Saved entries:
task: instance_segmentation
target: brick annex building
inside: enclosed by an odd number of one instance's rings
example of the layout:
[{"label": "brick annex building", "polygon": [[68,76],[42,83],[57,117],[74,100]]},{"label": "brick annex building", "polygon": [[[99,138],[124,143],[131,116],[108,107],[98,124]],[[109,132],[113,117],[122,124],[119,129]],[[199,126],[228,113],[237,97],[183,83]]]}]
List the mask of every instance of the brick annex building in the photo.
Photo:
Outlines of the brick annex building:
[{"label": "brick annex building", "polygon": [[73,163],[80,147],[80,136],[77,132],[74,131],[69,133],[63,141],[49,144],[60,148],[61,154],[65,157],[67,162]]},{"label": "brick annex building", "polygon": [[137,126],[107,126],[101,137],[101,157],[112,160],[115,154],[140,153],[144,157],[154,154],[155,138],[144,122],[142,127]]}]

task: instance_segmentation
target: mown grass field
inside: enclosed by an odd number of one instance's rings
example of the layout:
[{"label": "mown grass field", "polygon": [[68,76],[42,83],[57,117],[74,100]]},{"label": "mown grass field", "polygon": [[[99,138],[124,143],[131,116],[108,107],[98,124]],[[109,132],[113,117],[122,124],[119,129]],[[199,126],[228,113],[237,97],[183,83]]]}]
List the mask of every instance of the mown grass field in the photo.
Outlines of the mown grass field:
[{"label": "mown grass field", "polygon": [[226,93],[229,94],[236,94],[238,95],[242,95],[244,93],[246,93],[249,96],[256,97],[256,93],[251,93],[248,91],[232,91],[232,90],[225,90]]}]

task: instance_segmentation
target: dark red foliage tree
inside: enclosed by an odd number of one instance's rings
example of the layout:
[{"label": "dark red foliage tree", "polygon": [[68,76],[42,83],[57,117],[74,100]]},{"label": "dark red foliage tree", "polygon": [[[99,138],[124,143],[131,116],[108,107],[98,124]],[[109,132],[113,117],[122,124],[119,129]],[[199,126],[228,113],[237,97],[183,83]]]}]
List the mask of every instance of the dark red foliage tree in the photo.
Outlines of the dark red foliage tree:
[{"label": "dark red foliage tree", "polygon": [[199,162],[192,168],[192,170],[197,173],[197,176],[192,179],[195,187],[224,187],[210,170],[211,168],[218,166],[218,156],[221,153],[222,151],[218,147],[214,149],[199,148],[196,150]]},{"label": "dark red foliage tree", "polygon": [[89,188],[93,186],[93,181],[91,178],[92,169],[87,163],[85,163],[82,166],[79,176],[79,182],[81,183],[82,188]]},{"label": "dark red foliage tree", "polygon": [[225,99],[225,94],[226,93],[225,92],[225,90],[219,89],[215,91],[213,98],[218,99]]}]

### Written request
Can you recast all of the data above as a Markdown table with two columns, Index and Line, numbering each row and leaving out blank lines?

### Task solution
| Index | Line |
|---|---|
| 1 | task: instance_segmentation |
| 2 | target: brick annex building |
| 3 | inside: enclosed by an odd number of one instance's rings |
| 4 | example of the layout: |
| 5 | [{"label": "brick annex building", "polygon": [[68,76],[42,83],[57,117],[74,100]]},{"label": "brick annex building", "polygon": [[[99,138],[124,143],[131,116],[108,107],[98,124]],[[109,132],[113,117],[122,124],[119,129]],[[199,126],[228,113],[237,97],[183,83]]]}] |
| 6 | List the mask of every instance of the brick annex building in the photo. |
| 7 | Photo: |
| 8 | Outlines of the brick annex building: |
| 9 | [{"label": "brick annex building", "polygon": [[73,163],[80,147],[80,136],[77,132],[74,131],[69,133],[63,141],[49,144],[60,148],[61,154],[65,157],[67,162]]},{"label": "brick annex building", "polygon": [[137,126],[107,126],[101,137],[101,157],[112,160],[115,154],[140,153],[144,157],[154,154],[155,138],[144,122],[142,127]]}] |
| 10 | task: instance_segmentation |
| 11 | target: mown grass field |
| 12 | inside: enclosed by an odd number of one instance's rings |
| 13 | example of the layout: |
| 14 | [{"label": "mown grass field", "polygon": [[68,76],[42,83],[57,117],[74,100]]},{"label": "mown grass field", "polygon": [[[99,138],[124,143],[131,116],[108,107],[98,124]],[[109,132],[113,117],[122,124],[119,129]],[[199,126],[228,113],[237,97],[183,83]]]}] |
| 15 | List the mask of every instance of the mown grass field in the photo. |
| 16 | Outlines of the mown grass field: |
| 17 | [{"label": "mown grass field", "polygon": [[226,93],[229,94],[236,94],[238,95],[242,95],[244,93],[246,93],[249,96],[256,97],[256,93],[251,93],[248,91],[232,91],[232,90],[225,90]]}] |
| 18 | task: instance_segmentation |
| 19 | target: dark red foliage tree |
| 20 | inside: enclosed by an odd number of one instance's rings |
| 21 | example of the layout: |
| 22 | [{"label": "dark red foliage tree", "polygon": [[68,76],[42,83],[57,117],[74,100]]},{"label": "dark red foliage tree", "polygon": [[[99,138],[124,143],[131,116],[108,107],[98,124]],[[109,132],[113,117],[122,124],[119,129]],[[199,126],[228,113],[237,97],[183,83]]]}] |
| 23 | List the mask of every instance of the dark red foliage tree in the photo. |
| 24 | Outlines of the dark red foliage tree: |
| 25 | [{"label": "dark red foliage tree", "polygon": [[199,162],[192,168],[192,170],[197,173],[197,176],[192,179],[195,187],[224,187],[210,170],[211,168],[218,166],[218,156],[221,153],[222,151],[218,147],[214,149],[199,148],[196,150]]},{"label": "dark red foliage tree", "polygon": [[89,188],[93,186],[93,181],[91,178],[92,169],[87,163],[85,163],[82,166],[79,176],[79,182],[81,183],[82,188]]},{"label": "dark red foliage tree", "polygon": [[225,99],[225,94],[226,93],[225,92],[225,90],[219,89],[215,91],[213,98],[218,99]]}] |